● Consigne
Extrayez sans aucune modification le passage du texte sur l'abbé Huvelin qui va de « Voilà bien du » à « L'église Saint-Augustin. ».

● Extrait de page
**********
Voilà bien du labeur donc en perspective pour un «grand ouvrier de l'Évangile», comme on surnomme déjà l'abbé Huvelin. Et voilà initialement une réelle souffrance pour ce contemplatif, qui n'a pas du tout été consulté pour cette affectation. Ce d'autant qu'après 1880, une maladie lancinante l'accable pour toujours. Goutte, violentes migraines et maux divers l'empêchent désormais de marcher normalement. Ils ne l'empêcheront pas par contre d'assumer sa tâche, littéralement jusqu'au dernier jour. Celui que la vox populi appellera sous peu «l'apôtre de Paris» sera de ceux restés en tenue de service.


L'église Saint-Augustin.

Comme intellectuel, ses conférences connaissent toujours un grand succès, drainant beaucoup de représentants d'une jeunesse qui commence à se détacher de deux décennies d'hégémonie positiviste jugées desséchantes. Comme pasteur, c'est un homme nourri de la spiritualité de son temps, représentatif du renouveau considérable de l'attachement aux sacrements, au culte du Sacré-Coeur ou surtout à la confession. Le curé d'Ars ne confessait-il pas jusqu'à quatorze heures par jour ? L'abbé Huvelin ressemble beaucoup à celui auquel certains contemporains n'hésitent pas à le comparer, à son agacement. Dans son confessionnal entouré d'un profond silence respectueux, il administre à toute heure du jour le sacrement de la réconciliation. Il écoute des heures durant les fidèles afflués de tout Paris, qui font une longue queue dans la sacristie. Sorti de l'église, son appartement du 6 rue de Laborde ne désemplit pas de gens qui défilent chez lui, assurés d'être reçus tôt ou tard. Rares sont ceux qui ayant été entendus par lui, refuseront de leur vie d'avoir un autre confesseur que lui. Tout ne s'arrête donc pas au moment où le sacrement est administré. Il écrit aussi beaucoup de lettres à ceux qui le prennent comme directeur de conscience. De tout cela il ne cherche pas à tirer gloire : «Le prêtre n'est pas là pour poser des idées, mais pour aider la grâce.»
**********
● Lignes fournies
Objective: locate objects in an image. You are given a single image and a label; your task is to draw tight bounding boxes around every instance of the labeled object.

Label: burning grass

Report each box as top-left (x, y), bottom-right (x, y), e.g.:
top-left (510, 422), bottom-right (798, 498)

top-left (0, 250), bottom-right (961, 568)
**********
● Réponse
Voilà bien du labeur donc en perspective pour un «grand ouvrier de l'Évangile», comme on surnomme déjà l'abbé Huvelin. Et voilà initialement une réelle souffrance pour ce contemplatif, qui n'a pas du tout été consulté pour cette affectation. Ce d'autant qu'après 1880, une maladie lancinante l'accable pour toujours. Goutte, violentes migraines et maux divers l'empêchent désormais de marcher normalement. Ils ne l'empêcheront pas par contre d'assumer sa tâche, littéralement jusqu'au dernier jour. Celui que la vox populi appellera sous peu «l'apôtre de Paris» sera de ceux restés en tenue de service.


L'église Saint-Augustin.